> _What to work on_:
Extract the full listing below without altering a single character.

> _Exercise materials_:
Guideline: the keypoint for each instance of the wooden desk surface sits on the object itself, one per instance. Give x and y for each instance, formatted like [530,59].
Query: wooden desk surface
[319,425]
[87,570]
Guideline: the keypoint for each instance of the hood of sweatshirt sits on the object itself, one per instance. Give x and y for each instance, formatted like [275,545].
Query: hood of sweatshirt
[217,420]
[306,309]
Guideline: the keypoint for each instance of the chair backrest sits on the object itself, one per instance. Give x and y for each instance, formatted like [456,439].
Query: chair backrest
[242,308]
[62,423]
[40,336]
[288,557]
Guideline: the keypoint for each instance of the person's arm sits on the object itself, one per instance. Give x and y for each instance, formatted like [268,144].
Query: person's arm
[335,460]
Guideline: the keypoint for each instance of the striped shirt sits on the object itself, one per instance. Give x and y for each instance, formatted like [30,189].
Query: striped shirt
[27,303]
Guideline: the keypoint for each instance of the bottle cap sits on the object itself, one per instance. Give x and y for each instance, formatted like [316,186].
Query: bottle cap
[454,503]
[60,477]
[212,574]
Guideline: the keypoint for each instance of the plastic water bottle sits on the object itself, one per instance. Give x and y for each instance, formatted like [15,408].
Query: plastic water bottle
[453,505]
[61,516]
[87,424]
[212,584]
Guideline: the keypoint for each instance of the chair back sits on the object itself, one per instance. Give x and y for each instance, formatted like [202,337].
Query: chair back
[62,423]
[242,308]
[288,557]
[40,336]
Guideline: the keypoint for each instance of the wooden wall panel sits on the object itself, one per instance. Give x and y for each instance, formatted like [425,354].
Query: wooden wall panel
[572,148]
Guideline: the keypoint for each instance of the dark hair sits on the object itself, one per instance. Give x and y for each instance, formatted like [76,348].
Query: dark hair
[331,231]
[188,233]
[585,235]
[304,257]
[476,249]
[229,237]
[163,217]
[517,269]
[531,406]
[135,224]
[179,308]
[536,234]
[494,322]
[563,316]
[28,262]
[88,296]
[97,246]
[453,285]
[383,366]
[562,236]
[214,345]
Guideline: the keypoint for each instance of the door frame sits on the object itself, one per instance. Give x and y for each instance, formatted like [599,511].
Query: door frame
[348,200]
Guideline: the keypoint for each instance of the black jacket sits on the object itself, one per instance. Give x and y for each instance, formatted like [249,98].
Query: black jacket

> _Answer_:
Guideline: the keypoint for each instance of the wooden desk surface sits on the object itself, one per instance. Give x and y for each instance, formatted like [530,59].
Query: wooden desk surface
[319,425]
[87,570]
Guideline: the keypoint for each instance of the hood of sweatshirt sits on the object itself, one per instance. Give x and y for each instance, formatted like [275,545].
Query: hood of sweatshirt
[217,420]
[306,309]
Guideline: the keypoint for each instance of the chair backrest sits on the object itself, one per instance. Give x and y for each instance, formatted like [456,439].
Query: chair backrest
[242,308]
[62,423]
[40,336]
[288,557]
Guideline: the keypoint for each instance of the person's arm sits on the object itself, one per instance. Give x and y for each instance, formatted like [268,144].
Query: person's arm
[335,460]
Guideline: the keypoint for each instance of the striped shirt sits on the object itself, one per instance. Give x and y for each instance, formatted like [30,189].
Query: striped shirt
[27,303]
Guideline: the keypoint for each instance of the bottle cap sits on the object itself, one per instance. Give x and y for each instance, formatted like [316,186].
Query: bottle cap
[454,503]
[60,477]
[212,574]
Guideline: the keypoint for each instance of the plastic water bottle sits on the object itself, one per instance. Give x and y for each instance, formatted like [15,408].
Query: plastic water bottle
[453,505]
[61,516]
[87,424]
[212,584]
Guideline: the keypoint for each instance of the chair back sits on the object itself, one per instance. Give x and y for each instance, formatted like [202,337].
Query: chair back
[62,423]
[242,308]
[288,557]
[40,336]
Guideline: the keypoint for each instance of the wooden wall panel sits on the object itself, one per instance. Give x and y for each instance, formatted like [425,354].
Query: wooden wall panel
[572,148]
Guideline: the keypoint for each instance of the dark hair sits on the object itself, one per instance. Give x and y for each instance, formatted like [76,348].
Query: dark hair
[331,231]
[188,233]
[585,235]
[304,257]
[476,249]
[229,237]
[163,217]
[517,269]
[531,406]
[135,224]
[179,308]
[536,234]
[494,322]
[563,316]
[28,262]
[88,296]
[97,246]
[453,285]
[383,366]
[562,236]
[214,345]
Guideline: the keypoint for each instance of the door frame sits on the object itself, one per instance. Give x and y for each instance, formatted like [599,511].
Query: door frame
[348,200]
Guideline: the keypoint for each instance of the black jacket sits on the object itself, one per instance. Give x and y for each instance, formatted like [249,98].
Query: black jacket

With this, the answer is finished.